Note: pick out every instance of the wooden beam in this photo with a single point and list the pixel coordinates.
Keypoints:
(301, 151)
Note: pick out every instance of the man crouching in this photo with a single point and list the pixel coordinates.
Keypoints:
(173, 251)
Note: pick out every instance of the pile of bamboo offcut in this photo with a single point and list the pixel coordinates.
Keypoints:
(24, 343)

...

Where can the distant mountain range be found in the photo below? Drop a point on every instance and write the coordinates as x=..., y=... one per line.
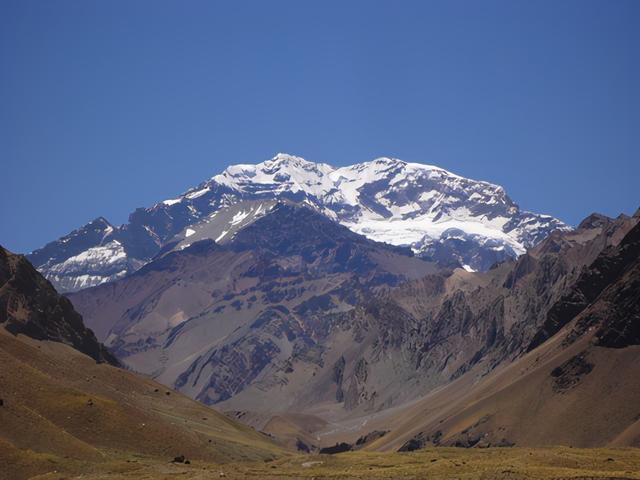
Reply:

Exercise
Among the lines above, find those carrying the word "list" and copy them out.

Result
Note: pick out every instance of the wooden beam in this photo with a single point and list the pixel coordinates.
Note: pick out every instance of the man crouching in this photo with a single point and list the pixel coordinates.
Note: pick out every instance of the pile of bamboo offcut in this photo with a single point and list the pixel coordinates.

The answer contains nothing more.